Turning to rationalisation, Mr. Tillett said:—

 

   They had already given official support to the rationalisation of industry provided adequate safeguards were given to the workers . . . rationalisation meant the most complete application of science and scientific organisation to industry—in plant, processes and production.

Rationalisation is a new name for a process as old as capitalism. Improvements in machinery are introduced by the capitalists for the benefit of capitalists. They are the outcome of competition between sections of the capitalist class, and can only have the effect of reducing the human labour required in production. The less labour-power required for the production of a given quantity of wealth—the more profits there are for the capitalist. This process is, and always has been, a feature of Capitalism. To-day the only difference is, that the pace has become quicker, and the trusts and combines more powerful. The smaller capitalists are vanishing; the position of the working class grows more insecure ; and their relative portion of the wealth produced becomes less and less.

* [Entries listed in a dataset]
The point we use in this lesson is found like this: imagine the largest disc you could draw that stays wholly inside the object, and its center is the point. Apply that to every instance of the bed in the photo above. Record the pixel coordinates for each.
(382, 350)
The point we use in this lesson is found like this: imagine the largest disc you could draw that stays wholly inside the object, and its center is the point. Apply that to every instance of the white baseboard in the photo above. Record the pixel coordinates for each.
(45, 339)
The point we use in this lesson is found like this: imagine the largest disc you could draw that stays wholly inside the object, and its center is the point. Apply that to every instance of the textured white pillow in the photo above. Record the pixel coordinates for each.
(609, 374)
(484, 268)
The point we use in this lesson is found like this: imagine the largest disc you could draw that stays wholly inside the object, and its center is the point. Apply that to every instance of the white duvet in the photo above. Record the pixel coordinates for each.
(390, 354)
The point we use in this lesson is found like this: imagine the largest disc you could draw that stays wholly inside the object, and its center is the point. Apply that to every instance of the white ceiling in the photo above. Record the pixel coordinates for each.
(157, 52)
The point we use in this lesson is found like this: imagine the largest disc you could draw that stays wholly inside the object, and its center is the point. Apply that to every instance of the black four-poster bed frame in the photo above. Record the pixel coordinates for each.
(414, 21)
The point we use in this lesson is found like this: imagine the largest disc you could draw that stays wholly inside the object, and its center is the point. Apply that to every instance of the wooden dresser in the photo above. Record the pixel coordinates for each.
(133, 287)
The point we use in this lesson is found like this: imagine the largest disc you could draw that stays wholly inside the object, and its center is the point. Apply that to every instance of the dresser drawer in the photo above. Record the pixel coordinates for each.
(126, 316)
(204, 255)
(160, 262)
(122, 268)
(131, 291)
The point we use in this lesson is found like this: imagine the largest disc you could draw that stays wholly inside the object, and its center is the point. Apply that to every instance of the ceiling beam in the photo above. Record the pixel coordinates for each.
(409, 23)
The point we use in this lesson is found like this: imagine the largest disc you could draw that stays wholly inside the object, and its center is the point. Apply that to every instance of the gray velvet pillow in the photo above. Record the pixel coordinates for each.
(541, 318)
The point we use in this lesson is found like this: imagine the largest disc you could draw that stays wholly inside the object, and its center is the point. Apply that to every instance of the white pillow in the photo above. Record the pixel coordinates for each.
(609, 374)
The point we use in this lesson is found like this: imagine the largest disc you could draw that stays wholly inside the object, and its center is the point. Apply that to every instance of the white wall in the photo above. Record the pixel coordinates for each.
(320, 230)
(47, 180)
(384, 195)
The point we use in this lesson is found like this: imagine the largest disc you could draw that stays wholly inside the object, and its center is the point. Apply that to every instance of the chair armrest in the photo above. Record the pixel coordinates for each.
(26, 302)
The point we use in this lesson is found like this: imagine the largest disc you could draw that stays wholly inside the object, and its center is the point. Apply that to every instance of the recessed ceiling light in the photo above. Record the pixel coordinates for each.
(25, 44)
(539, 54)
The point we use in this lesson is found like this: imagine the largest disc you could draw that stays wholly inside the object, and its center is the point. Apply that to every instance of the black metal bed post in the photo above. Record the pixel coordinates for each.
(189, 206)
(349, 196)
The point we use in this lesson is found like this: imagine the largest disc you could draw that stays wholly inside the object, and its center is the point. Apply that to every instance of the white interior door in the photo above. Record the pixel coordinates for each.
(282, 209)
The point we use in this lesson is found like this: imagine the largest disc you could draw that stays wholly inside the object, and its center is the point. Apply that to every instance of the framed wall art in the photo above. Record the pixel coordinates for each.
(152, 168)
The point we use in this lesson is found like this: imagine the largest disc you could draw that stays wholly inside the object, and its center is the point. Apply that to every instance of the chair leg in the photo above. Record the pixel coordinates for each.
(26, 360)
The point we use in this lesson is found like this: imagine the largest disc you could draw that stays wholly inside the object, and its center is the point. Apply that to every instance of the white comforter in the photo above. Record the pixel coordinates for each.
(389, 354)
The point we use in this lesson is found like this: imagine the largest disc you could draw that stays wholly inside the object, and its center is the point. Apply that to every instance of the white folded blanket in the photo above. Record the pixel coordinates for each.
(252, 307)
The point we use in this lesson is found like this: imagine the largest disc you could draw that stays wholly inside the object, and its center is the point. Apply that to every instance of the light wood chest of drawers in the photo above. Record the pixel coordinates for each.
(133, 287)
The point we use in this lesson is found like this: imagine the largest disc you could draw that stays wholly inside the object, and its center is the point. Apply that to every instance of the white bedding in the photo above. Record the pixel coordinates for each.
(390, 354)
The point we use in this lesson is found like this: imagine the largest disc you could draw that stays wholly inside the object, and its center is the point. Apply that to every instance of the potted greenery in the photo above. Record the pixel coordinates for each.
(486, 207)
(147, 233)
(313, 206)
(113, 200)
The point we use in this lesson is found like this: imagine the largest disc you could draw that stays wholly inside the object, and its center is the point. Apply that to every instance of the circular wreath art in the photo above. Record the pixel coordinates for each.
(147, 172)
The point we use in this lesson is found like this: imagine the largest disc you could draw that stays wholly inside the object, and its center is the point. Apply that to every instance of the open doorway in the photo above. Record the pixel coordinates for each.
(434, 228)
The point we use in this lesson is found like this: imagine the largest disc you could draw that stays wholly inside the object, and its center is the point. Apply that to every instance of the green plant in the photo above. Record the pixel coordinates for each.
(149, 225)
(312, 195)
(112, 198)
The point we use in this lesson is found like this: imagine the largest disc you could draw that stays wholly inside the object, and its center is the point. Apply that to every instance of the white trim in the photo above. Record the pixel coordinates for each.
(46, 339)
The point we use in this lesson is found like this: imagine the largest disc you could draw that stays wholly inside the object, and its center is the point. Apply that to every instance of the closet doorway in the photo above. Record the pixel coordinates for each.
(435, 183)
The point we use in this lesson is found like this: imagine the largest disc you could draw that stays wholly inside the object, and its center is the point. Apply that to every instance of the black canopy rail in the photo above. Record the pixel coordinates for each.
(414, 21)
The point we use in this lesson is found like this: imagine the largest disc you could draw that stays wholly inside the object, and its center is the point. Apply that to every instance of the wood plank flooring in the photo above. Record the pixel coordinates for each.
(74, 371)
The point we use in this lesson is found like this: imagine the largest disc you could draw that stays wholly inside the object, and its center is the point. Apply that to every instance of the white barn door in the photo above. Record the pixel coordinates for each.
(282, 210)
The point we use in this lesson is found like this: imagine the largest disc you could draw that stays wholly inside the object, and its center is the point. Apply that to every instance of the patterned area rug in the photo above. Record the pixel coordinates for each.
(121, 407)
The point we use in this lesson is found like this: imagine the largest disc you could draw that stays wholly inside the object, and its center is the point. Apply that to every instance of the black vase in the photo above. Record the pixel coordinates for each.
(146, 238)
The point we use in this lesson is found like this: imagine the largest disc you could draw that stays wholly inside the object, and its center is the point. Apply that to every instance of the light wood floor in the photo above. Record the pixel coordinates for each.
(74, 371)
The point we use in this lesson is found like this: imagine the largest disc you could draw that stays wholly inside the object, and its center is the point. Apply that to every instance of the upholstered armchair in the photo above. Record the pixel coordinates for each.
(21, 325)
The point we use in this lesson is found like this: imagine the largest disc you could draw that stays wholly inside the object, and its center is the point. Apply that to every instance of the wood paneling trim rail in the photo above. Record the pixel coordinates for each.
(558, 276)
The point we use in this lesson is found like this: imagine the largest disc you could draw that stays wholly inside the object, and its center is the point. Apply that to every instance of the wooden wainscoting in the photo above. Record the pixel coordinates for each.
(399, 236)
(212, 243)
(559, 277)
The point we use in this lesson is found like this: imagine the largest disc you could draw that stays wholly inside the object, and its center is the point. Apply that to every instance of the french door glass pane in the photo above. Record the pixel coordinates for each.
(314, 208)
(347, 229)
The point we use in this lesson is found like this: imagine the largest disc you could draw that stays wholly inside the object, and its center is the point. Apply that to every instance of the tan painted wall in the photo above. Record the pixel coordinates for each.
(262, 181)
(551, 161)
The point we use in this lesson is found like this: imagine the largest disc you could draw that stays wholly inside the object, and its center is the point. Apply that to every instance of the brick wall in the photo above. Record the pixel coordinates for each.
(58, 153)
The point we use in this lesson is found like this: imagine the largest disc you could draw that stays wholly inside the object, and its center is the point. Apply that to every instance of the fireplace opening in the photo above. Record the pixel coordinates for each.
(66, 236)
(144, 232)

* [SET EXERCISE A] Copy the entries from the line containing "of the fireplace" through the end of the entries, substituting "hearth opening" for "fireplace opening" and leaving everything else as it is.
* [SET EXERCISE B] Resume the passage on rationalisation after its final sentence and carry it further.

* [WRITTEN ANSWER A]
The point we use in this lesson is found like this: imagine the largest disc you could draw that stays wholly inside the object, and its center is the point. Apply that to every instance of the hearth opening in the photo above. Record the pixel coordinates for each.
(66, 236)
(144, 232)

* [WRITTEN ANSWER B]
 

Mr. Tillett went on to say of rationalisation that, “It was their duty to see that the results of the tendency were beneficial to the workers.” But he omitted to explain how this is to be done. The rationalisation of their industrial organisation is dictated by the employers in their own interest. The trade unions have not the power to stop it (Mr. Tillett himself described it as “ inevitable ”) and they have not the power to impose conditions on the employers. Point was given to this by the admission of Congress that is impotent to save the musicians from the unemployment and other effects of the introduction of sound films. The unions have not succeeded, and cannot succeed, in making it a condition of rationalisation that it shall take place only if the results are “beneficial to the workers.” Trade unions can perform a useful and necessary service to the workers under Capitalism, but—not being the owners and controllers of industry—they cannot control industrial development; and when Mr. Tillett states that they can, he is doing a definite disservice to those whose interests he is paid to represent.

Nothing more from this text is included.